Assignment: Return every line of the data below, exactly.

Task material:
----------

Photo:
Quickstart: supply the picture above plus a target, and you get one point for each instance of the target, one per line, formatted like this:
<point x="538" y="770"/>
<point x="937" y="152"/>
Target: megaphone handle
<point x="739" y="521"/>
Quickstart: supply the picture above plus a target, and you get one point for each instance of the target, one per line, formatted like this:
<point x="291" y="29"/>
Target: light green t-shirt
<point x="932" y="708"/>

----------

Task response:
Photo:
Quickstart: supply the picture above plus a target, and you get one point for each instance of the target, one per line, formatted like this:
<point x="538" y="770"/>
<point x="937" y="152"/>
Target: megaphone handle
<point x="739" y="521"/>
Quickstart: supply the picture above plus a target, and you get one point for each instance of the target, one per line, formatted like this:
<point x="291" y="29"/>
Target: light green t-shirt
<point x="932" y="708"/>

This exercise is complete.